____ PASSAGE SHOWN

Probation is an alternative to serving time in custody, but supervised release means you serve time in custody, most likely in a federal prison. And then you have an additional commitment to being supervised once you are released. And that formal supervision is your US probation officer, or federal probation officer. So once your main character violates the terms of her supervised release, her PO will notify the court of your main characters violation of supervised release, and the court will then revoke the supervised release. In doing so, the court will issue a federal arrest warrant for your main characters arrest for violations of conditions of supervised release, I know that's a mouthful, which is when the US marshals will start becoming involved in looking for your main character. So to answer your questions about the marshals arresting her, the warrant becoming active is what prompts the US marshals to get involved in the first place, not the other way around.
I'll include a link in the show notes at writersdetective.com/80 to a section on violations of supervised release on the United States Sentencing Commission's website. It will give you specific insight into the kind of trouble, meaning the kind of incarceration your main character might be facing with her violation of supervised release. If your ATF special agent knows that the main character has actually been abducted rather than violating her supervised release, I would imagine this would quickly turn into a kidnapping investigation. And that's not only the logical thing for your ATF character to do, but it's also the only way to keep the ATF character from looking like he was harboring a fugitive if and when they reunite. Realistically, the ATF agent would want to pull out all the stops to find your main character safely, so having the appropriate law enforcement agency launch a kidnapping investigation, which is likely the local police department, is the most realistic way to go.

________
____ DATA ENTRIES

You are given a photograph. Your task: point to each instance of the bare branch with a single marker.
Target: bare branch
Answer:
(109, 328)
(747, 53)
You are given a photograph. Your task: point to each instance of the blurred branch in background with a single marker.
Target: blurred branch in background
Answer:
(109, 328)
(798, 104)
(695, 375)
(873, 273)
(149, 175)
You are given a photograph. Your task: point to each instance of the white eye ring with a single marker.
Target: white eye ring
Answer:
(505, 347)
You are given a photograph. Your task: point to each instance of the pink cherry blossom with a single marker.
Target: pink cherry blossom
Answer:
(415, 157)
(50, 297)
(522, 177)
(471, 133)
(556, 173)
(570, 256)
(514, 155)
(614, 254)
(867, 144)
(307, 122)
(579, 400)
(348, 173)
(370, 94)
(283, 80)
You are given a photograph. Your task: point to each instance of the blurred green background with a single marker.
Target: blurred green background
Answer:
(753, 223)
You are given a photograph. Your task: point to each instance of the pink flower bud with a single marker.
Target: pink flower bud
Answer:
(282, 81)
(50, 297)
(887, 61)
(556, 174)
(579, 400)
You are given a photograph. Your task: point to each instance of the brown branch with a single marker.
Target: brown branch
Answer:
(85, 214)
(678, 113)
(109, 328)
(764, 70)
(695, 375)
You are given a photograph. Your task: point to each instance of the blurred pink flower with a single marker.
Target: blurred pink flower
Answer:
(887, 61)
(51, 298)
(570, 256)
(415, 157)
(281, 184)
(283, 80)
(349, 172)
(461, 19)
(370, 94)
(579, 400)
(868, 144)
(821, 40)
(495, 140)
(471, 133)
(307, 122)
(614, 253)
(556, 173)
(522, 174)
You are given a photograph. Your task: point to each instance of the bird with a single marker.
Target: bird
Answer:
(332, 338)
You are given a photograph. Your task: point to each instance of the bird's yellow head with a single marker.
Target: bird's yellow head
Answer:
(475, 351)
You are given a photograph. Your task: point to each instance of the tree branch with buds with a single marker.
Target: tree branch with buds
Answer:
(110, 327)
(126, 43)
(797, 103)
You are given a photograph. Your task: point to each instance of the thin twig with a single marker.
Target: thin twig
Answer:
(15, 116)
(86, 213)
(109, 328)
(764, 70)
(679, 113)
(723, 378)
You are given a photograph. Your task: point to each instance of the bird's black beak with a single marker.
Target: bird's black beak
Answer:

________

→ WHAT TO DO:
a - In the passage on supervised release, what prompts the US marshals to get involved in looking for the main character?
b - Carry on the passage on supervised release, picking up after its final sentence.

→ EXPECTED RESPONSES:
a - The federal arrest warrant becoming active.

b -
Now, from a storytelling standpoint, by keeping the kidnapping investigation at the local police department level rather than involving the FBI and including stuff about crossing state lines and stuff, then it is more believable that the police department might welcome the ATF agents help in the kidnapping case. Is it really proper procedure? No, but you can totally fudge it. But if it becomes an FBI kidnapping investigation, then the ATF agent will only be interviewed as a witness and then sent home, and that sounds like a pretty boring story. So just thought I'd help you out with that. As for the means that the marshals have for finding people that don't want to be found. Well, that's a secret. I can't tell you their secrets. Okay. So this is your story and it's set in the future. So go with your GPS chip idea. Kind of expand upon that and think about how the marshals might be able to track her with that or any other devices or vehicles or financial account activity she might have access to.
And in addition to that, I'd add in some good old fashioned police work, knocking on doors of people that know her or may have seen or heard from her is always a good way to ramp up pressure, as is putting out a wanted bulletin in the news. But as you pointed out, being an absconder five weeks from being released from supervision ranks pretty low on the most wanted list. Realistically, she's just another name on a long list of wanted people that the marshals are tasked with finding. But they will be prioritizing the hardcore felons first, not your character. So how you want to play it when it comes to the interest of the marshals is really going to be up to you.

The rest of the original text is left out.